## The problem
Count the lines in the data below that contain the string "river". Reply with the number alone.

## Dataset records
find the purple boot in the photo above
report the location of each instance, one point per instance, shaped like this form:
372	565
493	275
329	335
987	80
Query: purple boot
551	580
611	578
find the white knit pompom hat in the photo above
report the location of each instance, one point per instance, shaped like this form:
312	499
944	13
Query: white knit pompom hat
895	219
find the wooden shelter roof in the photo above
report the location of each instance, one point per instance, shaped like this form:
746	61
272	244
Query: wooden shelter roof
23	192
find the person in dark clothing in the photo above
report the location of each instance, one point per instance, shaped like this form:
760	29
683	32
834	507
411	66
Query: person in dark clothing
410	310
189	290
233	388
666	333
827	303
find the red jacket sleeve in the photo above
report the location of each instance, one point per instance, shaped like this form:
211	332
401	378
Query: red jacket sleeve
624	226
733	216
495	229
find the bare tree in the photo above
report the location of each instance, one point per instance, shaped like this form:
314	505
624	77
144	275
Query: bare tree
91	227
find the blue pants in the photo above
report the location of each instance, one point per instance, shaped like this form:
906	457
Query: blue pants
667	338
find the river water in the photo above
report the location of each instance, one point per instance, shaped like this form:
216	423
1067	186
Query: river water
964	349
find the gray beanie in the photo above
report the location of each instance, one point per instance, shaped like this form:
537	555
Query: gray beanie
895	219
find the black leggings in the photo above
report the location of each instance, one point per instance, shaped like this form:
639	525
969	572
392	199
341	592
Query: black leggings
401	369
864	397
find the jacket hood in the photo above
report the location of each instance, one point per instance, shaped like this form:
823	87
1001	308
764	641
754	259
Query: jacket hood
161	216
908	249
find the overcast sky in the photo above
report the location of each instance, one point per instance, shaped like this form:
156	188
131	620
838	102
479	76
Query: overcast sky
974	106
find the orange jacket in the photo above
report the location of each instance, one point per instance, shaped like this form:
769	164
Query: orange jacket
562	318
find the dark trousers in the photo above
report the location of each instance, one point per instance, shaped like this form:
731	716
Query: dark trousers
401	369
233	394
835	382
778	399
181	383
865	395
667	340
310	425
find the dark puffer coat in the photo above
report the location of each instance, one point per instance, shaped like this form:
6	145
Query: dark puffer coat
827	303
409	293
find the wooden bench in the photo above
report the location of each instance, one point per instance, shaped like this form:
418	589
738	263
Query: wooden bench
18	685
* * *
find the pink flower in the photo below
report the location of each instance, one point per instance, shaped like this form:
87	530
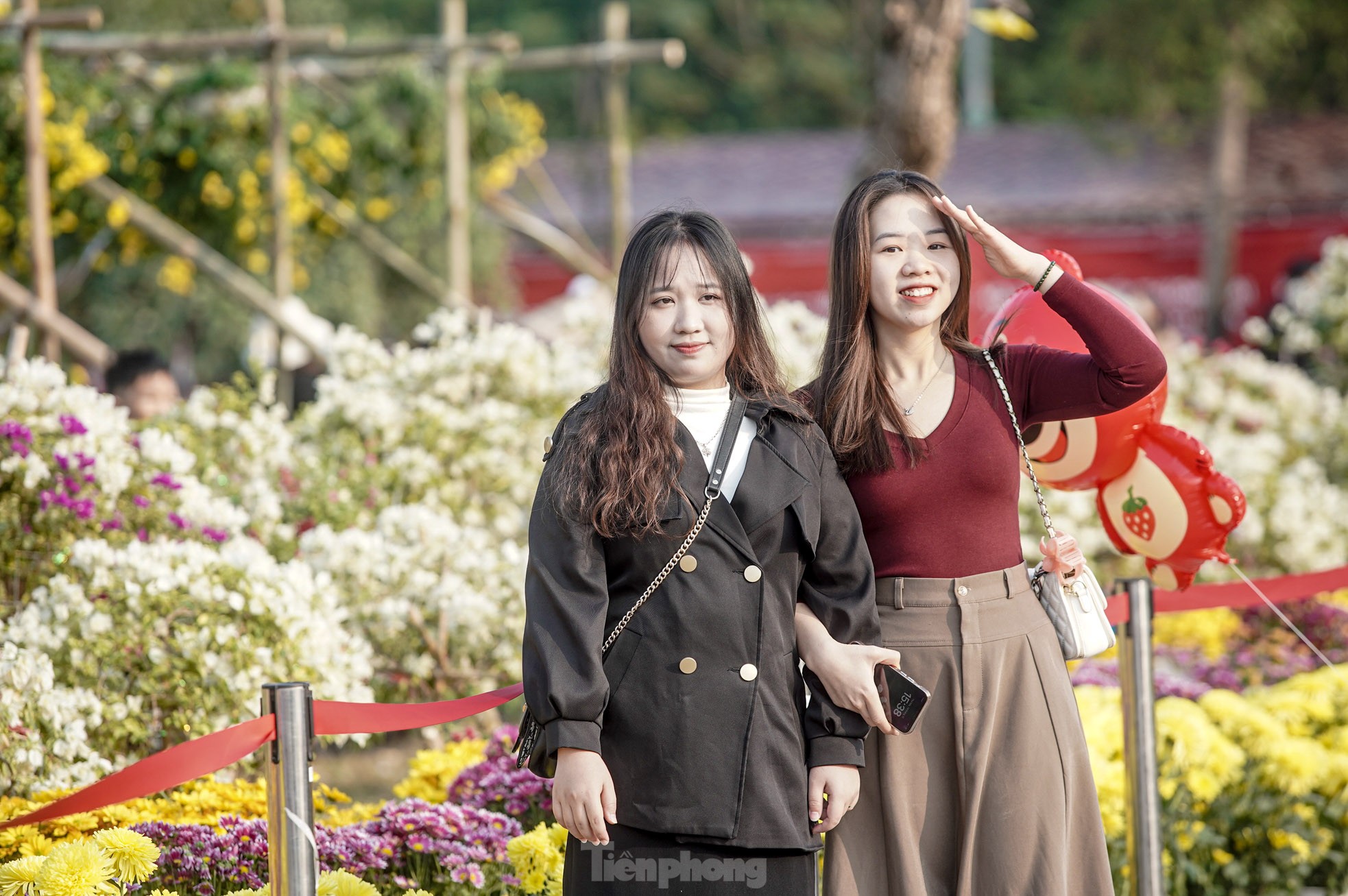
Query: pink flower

## Solution below
2